Challenge A:
In the match report below, list every match detail given in the short lines above its first paragraph.

Selected excerpt:
++++

Kent County League-Premier Division



Att 83

Entry FREE

No Programme

Very much with my GroundhopUK hat on I’d love to see a hop game at an ethnic club like Gravesend’s Guru Nanak. For me the clubs I like to see on these events tend to be those who give a little local flavour to their visitors, and a Sikh club with their cuisine and culture would be as much an education as it would be a football match.

The club are named after the founder of the Sikh faith and their first of eleven gurus, the final one being the Guru Granth Sahib, the Sikh holy scripture. They were formed in 1965 from a group of Indian construction workers, and despite some fairly obviously racist opposition managed to maintain an outward looking mentality, entering the Gravesend League and working their way up. They linked up with their local Gurdwara (Temple) which provided both sponsorship and a ground, and its that £15million place of worship that provides the spectacular backdrop!

These days the club runs 9 teams, and the policy of looking outward continues. All players are welcome irrespective of creed or colour, and the teamsheet bore testament to that policy. In fact the banner on the club website says, “United by one religion- football.” I cannot think of a better slogan.

The Guru Nanak Sports Ground is unusual even if you ignore (difficult I admit) the Gurdwara. Whilst there’s no cover, there’s a 2-lane running track around the 2-pitch facility. That gives hard standing on 3 sides of the main pitch with the added bonus of water fountains too! In the near corner there’s terracing, and although the view from there isn’t ideal, roughly half the crowd opted to watch the game from there. Perhaps it was the backdrop!

One resident used the fenced to dry her saris and salwar kameez and there was a convivial late-season atmosphere even if the referee kicked-off a little late for comfort given the setting sun. Sadly for our hosts they had no answer to Stansfeld’s Billy Jolley, whose movement and power saw him notch two quick goals to give the visitors a deserved win. They’re an interesting club too, named after Dr John Stansfeld, an Oxford University scholar who set up a Christian boys’ club in to alleviate poverty in Bermondsey. But that’s a visit for the future, even though they do groundshare at Metrogas in New Eltham.

Originally I elected to attend this game for two reasons, to avoid the furore over the General Election, and for the backdrop. In the end there was so much more to enjoy.

++++

Material shown:
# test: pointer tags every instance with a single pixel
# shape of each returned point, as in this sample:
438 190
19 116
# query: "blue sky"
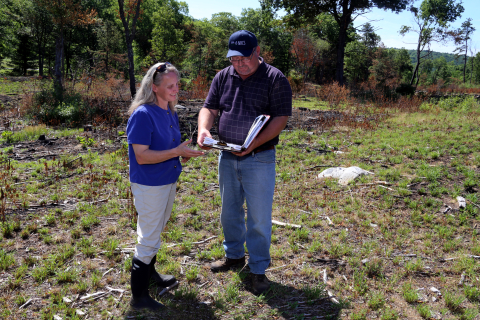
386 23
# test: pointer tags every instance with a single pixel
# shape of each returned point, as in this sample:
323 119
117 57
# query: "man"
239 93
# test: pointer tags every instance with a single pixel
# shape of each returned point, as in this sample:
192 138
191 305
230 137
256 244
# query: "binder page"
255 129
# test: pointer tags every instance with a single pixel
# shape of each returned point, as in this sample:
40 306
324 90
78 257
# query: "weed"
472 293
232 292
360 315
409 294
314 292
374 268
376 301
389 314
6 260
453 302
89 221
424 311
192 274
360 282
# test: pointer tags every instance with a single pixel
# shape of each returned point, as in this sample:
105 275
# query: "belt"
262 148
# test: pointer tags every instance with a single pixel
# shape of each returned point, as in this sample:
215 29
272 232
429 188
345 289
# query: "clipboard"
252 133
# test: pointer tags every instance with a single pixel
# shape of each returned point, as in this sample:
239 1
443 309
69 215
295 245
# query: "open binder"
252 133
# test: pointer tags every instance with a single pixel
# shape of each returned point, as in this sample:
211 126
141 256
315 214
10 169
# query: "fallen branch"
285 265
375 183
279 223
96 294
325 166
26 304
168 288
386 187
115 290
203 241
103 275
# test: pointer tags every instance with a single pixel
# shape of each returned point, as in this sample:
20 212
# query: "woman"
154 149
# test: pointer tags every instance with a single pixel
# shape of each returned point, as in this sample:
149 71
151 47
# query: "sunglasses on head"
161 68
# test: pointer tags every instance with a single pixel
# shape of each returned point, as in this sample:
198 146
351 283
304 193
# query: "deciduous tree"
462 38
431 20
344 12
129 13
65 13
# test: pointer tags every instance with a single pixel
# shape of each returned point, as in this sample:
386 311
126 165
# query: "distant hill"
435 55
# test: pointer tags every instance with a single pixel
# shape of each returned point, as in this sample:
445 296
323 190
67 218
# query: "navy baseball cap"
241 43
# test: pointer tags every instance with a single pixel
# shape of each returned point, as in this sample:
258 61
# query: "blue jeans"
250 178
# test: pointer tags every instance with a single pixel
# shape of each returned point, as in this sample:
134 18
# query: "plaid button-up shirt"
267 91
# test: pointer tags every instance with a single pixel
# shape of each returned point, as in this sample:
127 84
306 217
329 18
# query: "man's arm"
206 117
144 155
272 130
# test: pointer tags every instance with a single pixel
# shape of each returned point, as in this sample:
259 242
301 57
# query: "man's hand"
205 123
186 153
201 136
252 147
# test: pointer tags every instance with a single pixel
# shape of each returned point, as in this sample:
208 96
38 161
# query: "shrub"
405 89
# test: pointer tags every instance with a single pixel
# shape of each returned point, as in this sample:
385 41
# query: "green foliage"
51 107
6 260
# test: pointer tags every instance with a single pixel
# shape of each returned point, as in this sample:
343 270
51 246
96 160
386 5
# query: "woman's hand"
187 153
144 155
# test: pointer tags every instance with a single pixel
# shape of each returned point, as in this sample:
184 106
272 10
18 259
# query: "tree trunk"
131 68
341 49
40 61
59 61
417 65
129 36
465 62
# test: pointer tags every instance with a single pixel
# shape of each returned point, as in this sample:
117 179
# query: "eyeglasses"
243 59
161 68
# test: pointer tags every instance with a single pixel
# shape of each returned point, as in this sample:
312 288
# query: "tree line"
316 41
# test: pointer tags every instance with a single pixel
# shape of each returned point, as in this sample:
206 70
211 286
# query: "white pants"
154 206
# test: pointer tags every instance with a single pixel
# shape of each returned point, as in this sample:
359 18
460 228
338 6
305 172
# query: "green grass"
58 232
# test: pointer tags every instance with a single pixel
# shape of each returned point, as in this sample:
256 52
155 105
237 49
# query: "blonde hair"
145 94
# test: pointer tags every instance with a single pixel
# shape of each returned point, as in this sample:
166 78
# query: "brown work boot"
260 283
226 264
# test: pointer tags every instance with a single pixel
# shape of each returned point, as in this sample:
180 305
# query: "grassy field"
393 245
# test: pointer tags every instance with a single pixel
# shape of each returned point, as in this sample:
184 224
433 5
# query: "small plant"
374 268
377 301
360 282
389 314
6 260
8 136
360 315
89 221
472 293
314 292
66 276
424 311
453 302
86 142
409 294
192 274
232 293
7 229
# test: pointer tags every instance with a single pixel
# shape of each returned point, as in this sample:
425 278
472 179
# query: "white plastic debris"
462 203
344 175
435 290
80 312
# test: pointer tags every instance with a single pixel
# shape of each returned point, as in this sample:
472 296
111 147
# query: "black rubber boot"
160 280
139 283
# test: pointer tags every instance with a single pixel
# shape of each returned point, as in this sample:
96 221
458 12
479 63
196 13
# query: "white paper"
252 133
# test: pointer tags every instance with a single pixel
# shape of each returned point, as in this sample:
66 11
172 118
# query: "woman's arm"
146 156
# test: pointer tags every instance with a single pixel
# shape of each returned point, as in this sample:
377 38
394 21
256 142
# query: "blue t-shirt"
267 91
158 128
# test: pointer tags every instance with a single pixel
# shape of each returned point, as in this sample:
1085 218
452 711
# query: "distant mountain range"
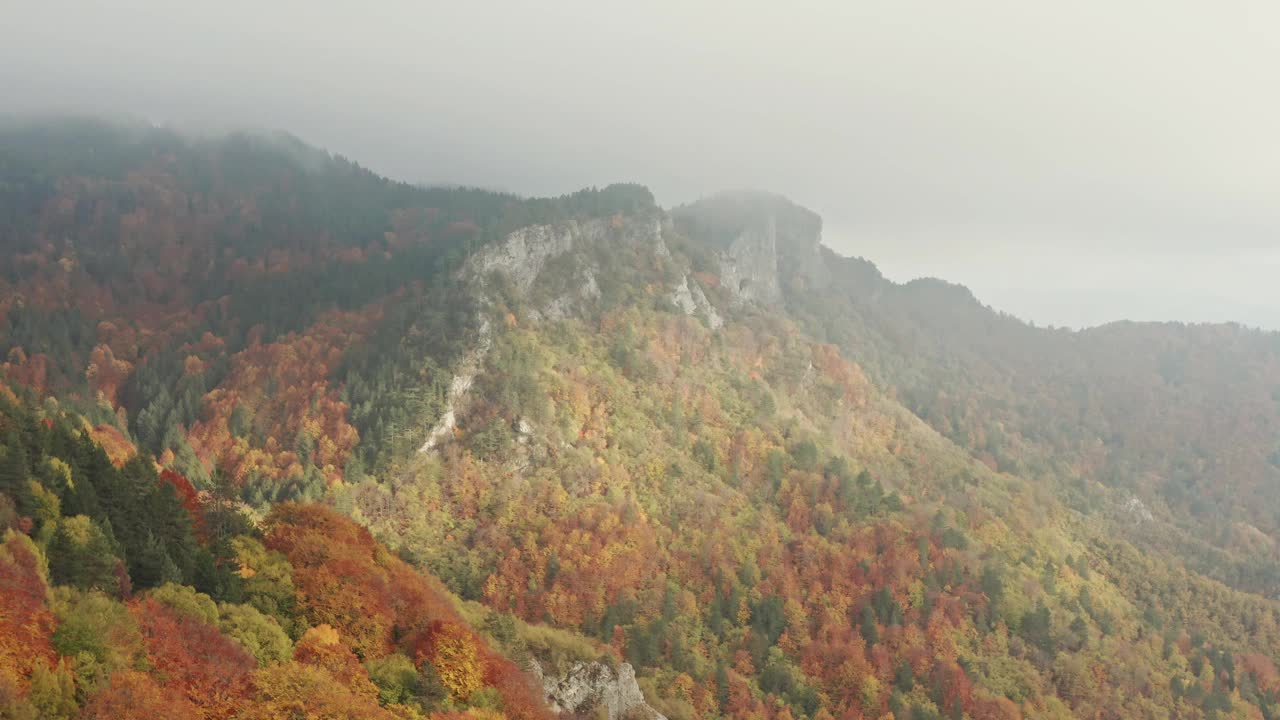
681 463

++++

Challenge B:
Count the lines in the records above that contain the string "distant". Case counts; reply with the number only.

Written answer A:
- Competition: Kent County League-Premier Division
- Attendance: 83
- Entry: free
- Programme: none

Written answer B:
2